(STATED GOAL) Turn every row below into a Markdown table with two columns, Row and Line: number each line in Row and put its text in Line, leaving out blank lines.

(INFORMATION SHOWN)
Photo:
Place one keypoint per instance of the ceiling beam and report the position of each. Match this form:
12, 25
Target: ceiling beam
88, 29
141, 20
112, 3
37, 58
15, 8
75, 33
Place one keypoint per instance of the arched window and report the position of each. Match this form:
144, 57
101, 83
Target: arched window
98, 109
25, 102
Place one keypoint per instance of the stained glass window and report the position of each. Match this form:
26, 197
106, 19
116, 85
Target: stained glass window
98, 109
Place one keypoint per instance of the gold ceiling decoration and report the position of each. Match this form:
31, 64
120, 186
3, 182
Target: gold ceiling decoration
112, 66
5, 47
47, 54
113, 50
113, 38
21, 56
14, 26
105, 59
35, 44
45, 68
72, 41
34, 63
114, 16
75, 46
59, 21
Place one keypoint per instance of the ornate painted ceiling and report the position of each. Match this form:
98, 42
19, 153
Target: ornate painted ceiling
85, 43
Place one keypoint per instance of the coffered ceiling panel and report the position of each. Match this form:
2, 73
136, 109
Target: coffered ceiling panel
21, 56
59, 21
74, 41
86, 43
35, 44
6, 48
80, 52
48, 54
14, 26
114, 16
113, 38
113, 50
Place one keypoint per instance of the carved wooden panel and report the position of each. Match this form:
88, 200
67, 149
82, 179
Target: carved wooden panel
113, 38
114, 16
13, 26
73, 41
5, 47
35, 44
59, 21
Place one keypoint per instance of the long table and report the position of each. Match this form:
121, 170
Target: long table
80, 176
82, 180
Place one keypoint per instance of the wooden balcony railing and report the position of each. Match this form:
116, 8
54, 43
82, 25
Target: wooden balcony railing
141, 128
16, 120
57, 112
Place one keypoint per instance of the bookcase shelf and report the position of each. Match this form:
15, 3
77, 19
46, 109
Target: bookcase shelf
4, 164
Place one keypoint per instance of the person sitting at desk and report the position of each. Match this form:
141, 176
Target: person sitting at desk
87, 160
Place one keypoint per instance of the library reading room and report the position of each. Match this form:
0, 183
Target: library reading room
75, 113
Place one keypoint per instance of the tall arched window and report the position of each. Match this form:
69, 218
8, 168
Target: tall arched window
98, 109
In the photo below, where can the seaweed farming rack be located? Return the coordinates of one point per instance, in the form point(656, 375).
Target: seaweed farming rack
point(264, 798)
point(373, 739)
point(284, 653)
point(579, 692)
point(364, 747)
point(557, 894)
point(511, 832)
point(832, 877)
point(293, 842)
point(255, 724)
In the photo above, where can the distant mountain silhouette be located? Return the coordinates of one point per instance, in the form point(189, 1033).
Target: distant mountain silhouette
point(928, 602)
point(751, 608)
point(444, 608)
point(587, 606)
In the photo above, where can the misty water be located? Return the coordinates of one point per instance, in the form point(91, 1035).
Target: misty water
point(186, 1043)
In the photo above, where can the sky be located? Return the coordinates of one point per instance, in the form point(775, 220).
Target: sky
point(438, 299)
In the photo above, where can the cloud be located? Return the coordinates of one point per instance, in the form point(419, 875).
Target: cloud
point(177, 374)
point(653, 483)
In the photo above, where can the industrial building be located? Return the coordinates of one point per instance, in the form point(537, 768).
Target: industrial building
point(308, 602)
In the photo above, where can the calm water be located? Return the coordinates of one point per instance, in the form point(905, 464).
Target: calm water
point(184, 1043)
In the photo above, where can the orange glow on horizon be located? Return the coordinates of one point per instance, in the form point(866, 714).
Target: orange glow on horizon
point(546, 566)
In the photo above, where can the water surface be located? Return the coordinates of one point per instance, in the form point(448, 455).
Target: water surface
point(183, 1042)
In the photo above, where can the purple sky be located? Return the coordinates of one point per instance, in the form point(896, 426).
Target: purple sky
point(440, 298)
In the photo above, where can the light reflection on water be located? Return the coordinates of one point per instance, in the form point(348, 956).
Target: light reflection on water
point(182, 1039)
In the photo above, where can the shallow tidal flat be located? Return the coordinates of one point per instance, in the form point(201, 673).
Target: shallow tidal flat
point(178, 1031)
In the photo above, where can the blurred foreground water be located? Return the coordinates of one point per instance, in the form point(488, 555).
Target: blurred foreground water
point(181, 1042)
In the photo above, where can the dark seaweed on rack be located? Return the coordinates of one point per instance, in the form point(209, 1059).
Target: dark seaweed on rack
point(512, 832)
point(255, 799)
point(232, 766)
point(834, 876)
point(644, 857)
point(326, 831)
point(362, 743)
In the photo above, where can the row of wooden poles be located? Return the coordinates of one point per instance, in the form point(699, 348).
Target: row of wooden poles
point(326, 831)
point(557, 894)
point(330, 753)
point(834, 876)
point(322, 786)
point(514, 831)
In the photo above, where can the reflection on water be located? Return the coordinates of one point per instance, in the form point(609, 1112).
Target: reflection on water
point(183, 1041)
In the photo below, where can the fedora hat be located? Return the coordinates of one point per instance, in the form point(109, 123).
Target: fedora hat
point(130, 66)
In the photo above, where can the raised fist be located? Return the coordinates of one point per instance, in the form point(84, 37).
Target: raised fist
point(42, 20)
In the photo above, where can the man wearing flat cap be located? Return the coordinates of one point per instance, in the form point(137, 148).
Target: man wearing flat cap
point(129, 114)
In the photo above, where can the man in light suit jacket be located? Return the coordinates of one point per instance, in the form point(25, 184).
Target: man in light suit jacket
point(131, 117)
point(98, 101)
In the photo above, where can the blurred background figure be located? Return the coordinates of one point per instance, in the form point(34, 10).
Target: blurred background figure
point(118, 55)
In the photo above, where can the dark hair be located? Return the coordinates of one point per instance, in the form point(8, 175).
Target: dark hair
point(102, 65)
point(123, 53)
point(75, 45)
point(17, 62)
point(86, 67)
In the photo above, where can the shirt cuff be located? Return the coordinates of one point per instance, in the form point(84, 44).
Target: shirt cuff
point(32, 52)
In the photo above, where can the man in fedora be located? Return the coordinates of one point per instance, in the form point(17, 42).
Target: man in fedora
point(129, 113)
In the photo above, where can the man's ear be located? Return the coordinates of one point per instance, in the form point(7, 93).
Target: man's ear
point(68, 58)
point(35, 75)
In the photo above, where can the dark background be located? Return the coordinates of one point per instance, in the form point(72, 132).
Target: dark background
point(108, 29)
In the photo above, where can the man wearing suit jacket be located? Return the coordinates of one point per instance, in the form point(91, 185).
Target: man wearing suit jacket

(OUTPUT)
| Row | Line |
|---|---|
| 1 | Photo: |
| 2 | Place one keypoint per instance of the ceiling beam and report the position of each. Match this form: |
| 3 | 12, 25 |
| 4 | Target: ceiling beam |
| 5 | 88, 29 |
| 6 | 141, 20 |
| 7 | 112, 3 |
| 8 | 37, 58 |
| 9 | 15, 8 |
| 10 | 75, 33 |
| 11 | Place one keypoint per instance of the arched window and report the position of each. Match this form: |
| 12 | 144, 57 |
| 13 | 101, 83 |
| 14 | Target: arched window |
| 15 | 98, 109 |
| 16 | 25, 102 |
| 17 | Place one keypoint per instance of the stained glass window and report the position of each. Match this form: |
| 18 | 26, 197 |
| 19 | 106, 19 |
| 20 | 116, 85 |
| 21 | Target: stained glass window |
| 22 | 98, 109 |
| 23 | Place one keypoint per instance of the gold ceiling decoration and report the position of each. Match this form: |
| 24 | 31, 64 |
| 25 | 120, 186 |
| 26 | 3, 182 |
| 27 | Target: gold ceiling decoration |
| 28 | 112, 66 |
| 29 | 5, 47 |
| 30 | 47, 54 |
| 31 | 113, 50 |
| 32 | 113, 38 |
| 33 | 21, 56 |
| 34 | 14, 26 |
| 35 | 105, 59 |
| 36 | 35, 44 |
| 37 | 45, 68 |
| 38 | 72, 41 |
| 39 | 34, 63 |
| 40 | 114, 16 |
| 41 | 75, 46 |
| 42 | 59, 21 |
| 43 | Place one keypoint per instance of the ornate painted ceiling and report the position of each. Match this form: |
| 44 | 98, 42 |
| 45 | 19, 153 |
| 46 | Target: ornate painted ceiling |
| 47 | 85, 43 |
| 48 | Place one keypoint per instance of the coffered ceiling panel and report the position of each. Match this form: |
| 49 | 2, 73 |
| 50 | 136, 109 |
| 51 | Target: coffered ceiling panel |
| 52 | 21, 56 |
| 53 | 59, 21 |
| 54 | 74, 41 |
| 55 | 86, 43 |
| 56 | 35, 44 |
| 57 | 6, 48 |
| 58 | 80, 52 |
| 59 | 48, 54 |
| 60 | 14, 26 |
| 61 | 114, 16 |
| 62 | 113, 38 |
| 63 | 113, 50 |
| 64 | Place one keypoint per instance of the carved wooden panel and report the position of each. Match this form: |
| 65 | 88, 200 |
| 66 | 67, 149 |
| 67 | 82, 179 |
| 68 | Target: carved wooden panel |
| 69 | 113, 38 |
| 70 | 114, 16 |
| 71 | 13, 26 |
| 72 | 73, 41 |
| 73 | 5, 47 |
| 74 | 35, 44 |
| 75 | 59, 21 |
| 76 | Place one keypoint per instance of the long table and report the position of each. Match this form: |
| 77 | 121, 170 |
| 78 | Target: long table |
| 79 | 80, 176 |
| 80 | 82, 180 |
| 81 | Place one keypoint per instance of the wooden balcony railing and report the position of each. Match this form: |
| 82 | 116, 8 |
| 83 | 54, 43 |
| 84 | 82, 25 |
| 85 | Target: wooden balcony railing |
| 86 | 141, 128 |
| 87 | 16, 120 |
| 88 | 57, 112 |
| 89 | Place one keypoint per instance of the bookcase shelf and report the position of each. Match this form: |
| 90 | 15, 3 |
| 91 | 77, 19 |
| 92 | 46, 109 |
| 93 | Target: bookcase shelf |
| 94 | 4, 164 |
| 95 | Place one keypoint per instance of the person sitting at desk and report the position of each. Match this form: |
| 96 | 141, 176 |
| 97 | Target: person sitting at desk |
| 98 | 87, 160 |
| 99 | Place one keypoint per instance of the library reading room and report the position of each. Match this form: |
| 100 | 0, 183 |
| 101 | Target: library reading room |
| 102 | 75, 113 |
| 103 | Place one keypoint per instance of the tall arched window and report the position of each. Match this form: |
| 104 | 69, 218 |
| 105 | 8, 168 |
| 106 | Target: tall arched window |
| 107 | 98, 109 |
| 108 | In the photo below, where can the seaweed farming rack be located? Return the coordinates of one point per instance, in the form point(656, 375). |
| 109 | Target: seaweed farming rack |
| 110 | point(264, 798) |
| 111 | point(373, 739) |
| 112 | point(284, 653) |
| 113 | point(579, 692) |
| 114 | point(364, 747) |
| 115 | point(557, 894) |
| 116 | point(511, 832) |
| 117 | point(832, 877) |
| 118 | point(293, 842) |
| 119 | point(255, 724) |
| 120 | In the photo above, where can the distant mountain silhouette be located? Return the coordinates of one point per instance, in the form point(189, 1033). |
| 121 | Target: distant mountain silhouette |
| 122 | point(928, 602) |
| 123 | point(751, 608) |
| 124 | point(444, 608) |
| 125 | point(587, 606) |
| 126 | In the photo above, where can the misty water be located? Return the coordinates of one point per instance, in the form point(91, 1035). |
| 127 | Target: misty water |
| 128 | point(186, 1043) |
| 129 | In the photo above, where can the sky be located? Return the coordinates of one point per instance, in the form point(775, 220). |
| 130 | Target: sky |
| 131 | point(438, 299) |
| 132 | In the photo above, where can the cloud be located? Return the coordinates of one point per instance, in the form point(419, 875). |
| 133 | Target: cloud |
| 134 | point(177, 374) |
| 135 | point(653, 483) |
| 136 | In the photo above, where can the industrial building be located? Return the coordinates of one point per instance, in the form point(537, 768). |
| 137 | Target: industrial building |
| 138 | point(308, 602) |
| 139 | In the photo above, where can the calm water be located? Return the coordinates of one point per instance, in the form point(905, 464). |
| 140 | Target: calm water |
| 141 | point(184, 1043) |
| 142 | In the photo above, where can the orange glow on horizon be located? Return the coordinates of one point per instance, in the form point(866, 714). |
| 143 | Target: orange glow on horizon |
| 144 | point(546, 566) |
| 145 | In the photo above, where can the water surface be located? Return the coordinates of one point per instance, in the form point(448, 455). |
| 146 | Target: water surface |
| 147 | point(183, 1042) |
| 148 | In the photo above, where can the purple sky be located? Return the coordinates of one point per instance, in the form point(896, 426). |
| 149 | Target: purple sky |
| 150 | point(440, 298) |
| 151 | In the photo above, where can the light reflection on water be located? Return the coordinates of one point per instance, in the form point(348, 956). |
| 152 | Target: light reflection on water |
| 153 | point(182, 1039) |
| 154 | In the photo above, where can the shallow tidal flat be located? Return the coordinates of one point per instance, in the form point(201, 673). |
| 155 | Target: shallow tidal flat |
| 156 | point(178, 1031) |
| 157 | In the photo above, where can the blurred foreground water be located? Return the coordinates of one point per instance, in the form point(488, 555). |
| 158 | Target: blurred foreground water |
| 159 | point(181, 1042) |
| 160 | In the photo above, where can the dark seaweed on rack be located? Return the coordinates of one point per instance, in the form point(209, 1059). |
| 161 | Target: dark seaweed on rack |
| 162 | point(512, 832) |
| 163 | point(255, 799) |
| 164 | point(232, 766) |
| 165 | point(834, 876) |
| 166 | point(644, 857) |
| 167 | point(326, 831) |
| 168 | point(362, 743) |
| 169 | In the photo above, where can the row of wooden poles be located? Return the coordinates of one point per instance, in the form point(699, 348). |
| 170 | Target: row of wooden poles |
| 171 | point(326, 831) |
| 172 | point(557, 894) |
| 173 | point(330, 753) |
| 174 | point(834, 876) |
| 175 | point(322, 786) |
| 176 | point(514, 831) |
| 177 | In the photo above, where can the reflection on water be located? Return the coordinates of one point per instance, in the form point(609, 1112). |
| 178 | Target: reflection on water |
| 179 | point(183, 1041) |
| 180 | In the photo below, where can the fedora hat be located? Return the coordinates of one point per instance, in the form point(109, 123). |
| 181 | Target: fedora hat |
| 182 | point(130, 66) |
| 183 | In the photo above, where can the raised fist be located? Return the coordinates of one point per instance, in the form point(84, 37). |
| 184 | Target: raised fist |
| 185 | point(42, 20) |
| 186 | In the photo above, where can the man wearing flat cap be located? Return the coordinates of one point per instance, in the form point(137, 148). |
| 187 | Target: man wearing flat cap |
| 188 | point(129, 114) |
| 189 | In the photo above, where can the man in light suit jacket be located? Return the coordinates of one point per instance, in the form point(25, 184). |
| 190 | Target: man in light suit jacket |
| 191 | point(131, 117) |
| 192 | point(98, 101) |
| 193 | In the photo above, where can the blurred background figure be located? Return the coordinates of one point per instance, in the form point(34, 10). |
| 194 | Target: blurred background figure |
| 195 | point(118, 55) |
| 196 | In the photo above, where can the dark hair be located? Return the coordinates of one point per instance, in the form point(8, 175). |
| 197 | Target: dark hair |
| 198 | point(102, 65) |
| 199 | point(123, 53) |
| 200 | point(75, 45) |
| 201 | point(17, 62) |
| 202 | point(86, 67) |
| 203 | In the photo above, where can the shirt cuff be located? Return the coordinates of one point per instance, in the form point(84, 44). |
| 204 | Target: shirt cuff |
| 205 | point(32, 52) |
| 206 | In the photo above, where can the man in fedora be located? Return the coordinates of one point per instance, in the form point(17, 42). |
| 207 | Target: man in fedora |
| 208 | point(129, 113) |
| 209 | In the photo above, where can the man's ear be located? Return the coordinates of one point per instance, in the form point(7, 93). |
| 210 | Target: man's ear |
| 211 | point(68, 58) |
| 212 | point(35, 75) |
| 213 | In the photo above, where can the dark background be located? Return the coordinates of one point per instance, in the form point(72, 132). |
| 214 | Target: dark background |
| 215 | point(108, 29) |
| 216 | In the photo above, where can the man wearing suit jacket be located? Return the coordinates of one point per instance, in the form point(91, 185). |
| 217 | Target: man wearing suit jacket |